Without changing a character, return the entries, but not the images they hold.

# Data extract
-------

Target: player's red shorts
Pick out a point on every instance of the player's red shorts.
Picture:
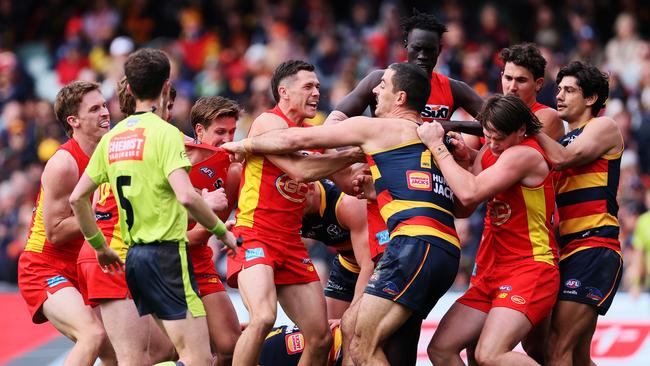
(205, 272)
(530, 288)
(378, 235)
(38, 275)
(290, 262)
(94, 284)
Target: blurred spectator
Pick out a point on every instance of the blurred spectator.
(230, 47)
(196, 43)
(623, 51)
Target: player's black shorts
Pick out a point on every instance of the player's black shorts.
(161, 280)
(415, 273)
(591, 276)
(341, 282)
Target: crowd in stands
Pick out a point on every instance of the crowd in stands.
(230, 48)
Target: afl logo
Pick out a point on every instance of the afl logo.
(295, 343)
(218, 183)
(290, 189)
(500, 212)
(207, 171)
(435, 111)
(334, 230)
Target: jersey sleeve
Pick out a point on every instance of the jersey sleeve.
(171, 151)
(97, 170)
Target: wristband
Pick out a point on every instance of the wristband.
(97, 241)
(219, 229)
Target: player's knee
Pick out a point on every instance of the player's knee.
(93, 336)
(321, 342)
(486, 356)
(197, 359)
(261, 324)
(437, 352)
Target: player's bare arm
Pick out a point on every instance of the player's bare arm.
(466, 97)
(601, 136)
(351, 213)
(355, 103)
(59, 179)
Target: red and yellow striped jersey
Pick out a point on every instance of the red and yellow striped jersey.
(36, 240)
(108, 220)
(586, 200)
(440, 104)
(518, 221)
(270, 202)
(212, 172)
(413, 196)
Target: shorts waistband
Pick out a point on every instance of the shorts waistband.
(158, 243)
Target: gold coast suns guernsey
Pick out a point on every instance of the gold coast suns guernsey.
(270, 202)
(325, 227)
(108, 221)
(37, 241)
(586, 200)
(413, 196)
(211, 173)
(518, 220)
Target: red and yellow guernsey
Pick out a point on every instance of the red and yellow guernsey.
(270, 202)
(537, 106)
(108, 221)
(586, 200)
(37, 241)
(518, 222)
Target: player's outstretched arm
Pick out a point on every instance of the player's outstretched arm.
(79, 200)
(196, 206)
(598, 137)
(465, 97)
(511, 167)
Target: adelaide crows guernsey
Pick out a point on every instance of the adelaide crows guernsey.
(413, 196)
(586, 200)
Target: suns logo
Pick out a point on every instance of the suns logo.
(290, 189)
(500, 212)
(207, 171)
(435, 111)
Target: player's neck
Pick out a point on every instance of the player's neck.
(292, 114)
(580, 120)
(313, 201)
(148, 105)
(86, 143)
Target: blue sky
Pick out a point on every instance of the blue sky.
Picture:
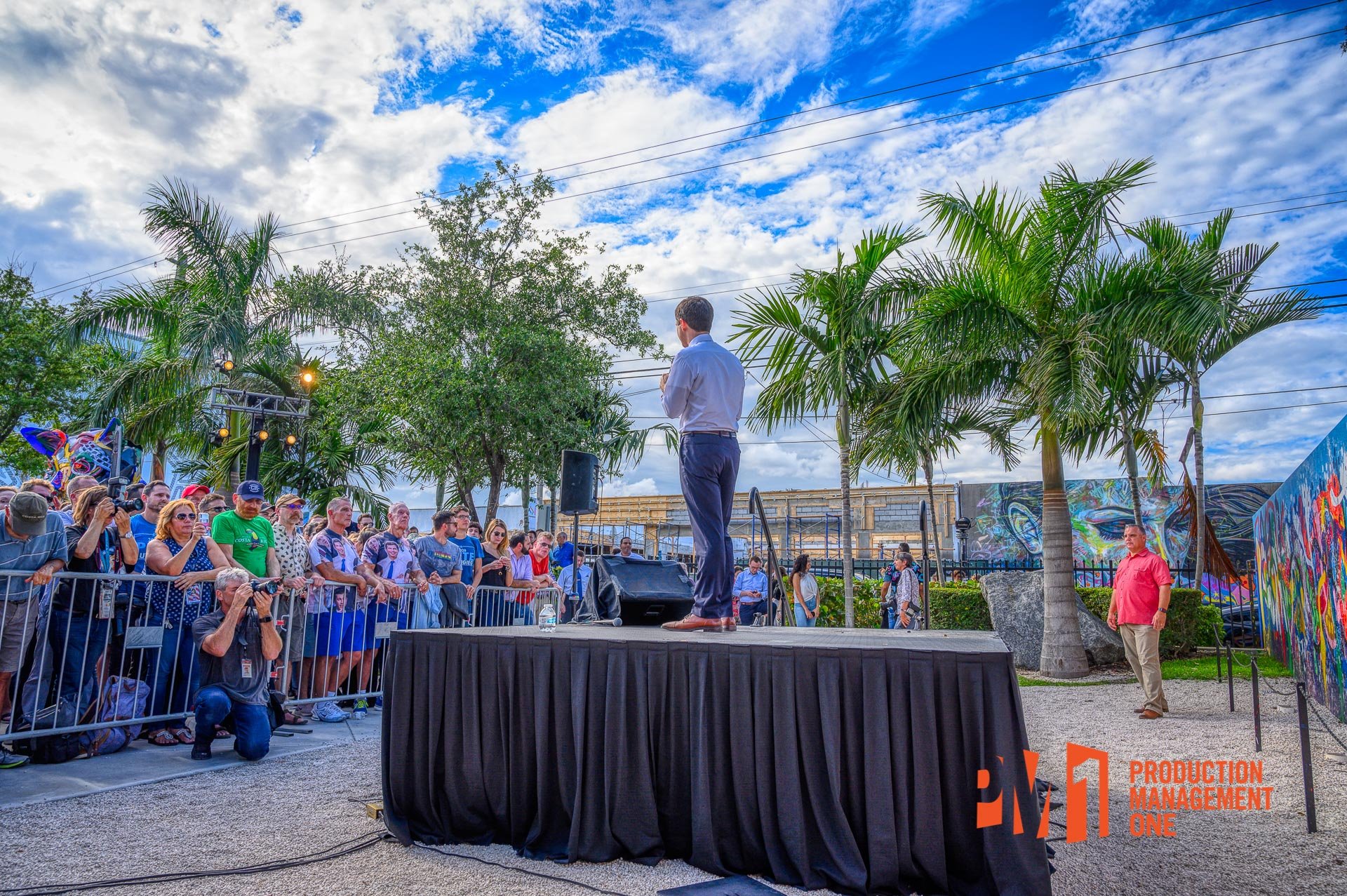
(319, 109)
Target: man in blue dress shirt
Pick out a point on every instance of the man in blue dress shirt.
(751, 588)
(704, 389)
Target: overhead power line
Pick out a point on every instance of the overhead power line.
(963, 88)
(911, 86)
(800, 112)
(947, 116)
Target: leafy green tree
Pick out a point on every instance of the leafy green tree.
(497, 338)
(42, 382)
(335, 453)
(1205, 310)
(1017, 317)
(825, 340)
(225, 297)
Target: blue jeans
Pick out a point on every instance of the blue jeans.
(77, 642)
(912, 619)
(251, 723)
(707, 468)
(178, 676)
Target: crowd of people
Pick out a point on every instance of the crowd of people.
(250, 597)
(248, 600)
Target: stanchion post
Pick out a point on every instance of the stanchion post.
(1306, 767)
(1253, 676)
(1217, 632)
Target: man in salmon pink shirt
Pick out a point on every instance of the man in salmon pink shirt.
(1139, 610)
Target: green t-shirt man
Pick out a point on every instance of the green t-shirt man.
(248, 538)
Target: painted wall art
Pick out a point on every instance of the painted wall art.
(1301, 557)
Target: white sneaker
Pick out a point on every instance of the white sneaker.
(329, 711)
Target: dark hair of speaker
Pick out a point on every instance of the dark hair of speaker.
(697, 313)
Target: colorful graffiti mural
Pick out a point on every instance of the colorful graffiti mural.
(1007, 521)
(1301, 546)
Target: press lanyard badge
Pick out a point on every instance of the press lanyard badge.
(107, 600)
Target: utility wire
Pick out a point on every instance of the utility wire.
(947, 116)
(909, 86)
(89, 276)
(965, 88)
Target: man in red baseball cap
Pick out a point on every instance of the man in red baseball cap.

-------

# Final result
Target: player's red shorts
Pick out a point on every instance of the player's red shorts.
Picture:
(205, 272)
(530, 288)
(378, 235)
(38, 275)
(290, 262)
(94, 284)
Target: blurred spectator
Pick out a point on every instance of the blurred spectator.
(230, 47)
(196, 43)
(623, 51)
Target: player's black shorts
Pick out a point on every instance of the player's black shorts.
(161, 280)
(415, 273)
(591, 276)
(341, 282)
Target: crowd in stands
Pick out a point on every instance of the crowd in stands.
(230, 48)
Target: afl logo
Pick out a point on every instance of the afl logo.
(295, 343)
(218, 183)
(290, 189)
(500, 212)
(207, 171)
(435, 111)
(334, 230)
Target: jersey sleeve
Pick out a point on every instance of the jersey sleeve.
(171, 151)
(97, 170)
Target: wristband
Pick out a point on every instance of the wristband.
(97, 241)
(219, 229)
Target: player's knee
Pick out a point on every instance of the player's knee.
(93, 336)
(321, 342)
(486, 356)
(197, 359)
(261, 324)
(437, 352)
Target: player's bare arm
Pick out a point on every instance of the player's bare arm.
(466, 97)
(601, 136)
(351, 213)
(355, 103)
(59, 179)
Target: red and yellow striped jersey
Pick out a point on every instance of the red and yellow striped jersey.
(36, 240)
(108, 220)
(586, 200)
(440, 104)
(518, 221)
(270, 202)
(212, 172)
(413, 196)
Target: shorts waistband
Pick out a point on every instance of the shorts waistband.
(158, 243)
Target: gold coast suns guernsey
Pick out a point on every instance of the gold coast suns guernsey.
(270, 202)
(325, 227)
(108, 221)
(37, 241)
(586, 200)
(413, 196)
(211, 173)
(518, 220)
Target: red and yellow guernsey
Pick out a point on every instance of the red and yellow guernsey.
(270, 202)
(537, 106)
(108, 221)
(586, 200)
(37, 241)
(518, 222)
Target: player's outstretched arm
Pick out a point on every instance of the player's outstretched arm.
(79, 200)
(196, 206)
(598, 137)
(465, 97)
(511, 167)
Target: adelaide crows guernsey
Pick out a point on every instance of the adelaide crows guernsey.
(413, 196)
(586, 200)
Target: suns logo
Pick out a point on every instance of the suns logo.
(290, 189)
(500, 212)
(207, 171)
(435, 111)
Target: player's neck
Pick out a point on every instance of the player's neck.
(292, 114)
(580, 120)
(313, 201)
(148, 105)
(86, 143)
Target: blue sky
Pick out a point on every instance of the blue sky.
Picture:
(319, 109)
Target: man in blue dress shirt
Pick out a point on every instance of the man in blue dress shirt.
(751, 588)
(704, 389)
Target: overhead power line
Pick out a point on every instance of the overhead power line.
(963, 88)
(911, 86)
(800, 112)
(947, 116)
Target: leafy green tree
Pick out a point on every instance of the leafy green tree.
(497, 338)
(42, 382)
(335, 453)
(1205, 310)
(1017, 317)
(825, 340)
(225, 297)
Target: blue jeans
Pick out a point on every instance of the blue jeans.
(77, 642)
(912, 619)
(251, 723)
(707, 468)
(178, 676)
Target: crowd of people
Pick out a point on every instance of the crowd of people.
(250, 597)
(248, 600)
Target: stanchion post
Pick out a point on every instance of the stanchion post.
(1306, 767)
(1253, 676)
(1217, 632)
Target: man in salmon pink shirt
Pick out a point on every instance of the man in salmon pink shirt.
(1139, 610)
Target: green t-shirt man
Pick out a point on every instance of the green t-shirt man.
(248, 538)
Target: painted wall art
Pick out a point on every instance of the painted wall art.
(1301, 557)
Target: white sneaker
Pick out a point on every instance of the white sneaker.
(329, 711)
Target: dark hair of speaker
Pick out a point on every instance of the dark hair of speaker.
(697, 313)
Target: colorful graffiti mural
Pick out a point on every instance of the colorful graffiti mural.
(1007, 521)
(1301, 546)
Target: press lanyard badge
Pick out a point on every instance of the press lanyard badge.
(107, 600)
Target: utility wire
Pick out a point on every instance of the utility wire.
(947, 116)
(909, 86)
(89, 276)
(965, 88)
Target: man in red baseball cap
Pick out a point on every instance of the man in red baseball cap.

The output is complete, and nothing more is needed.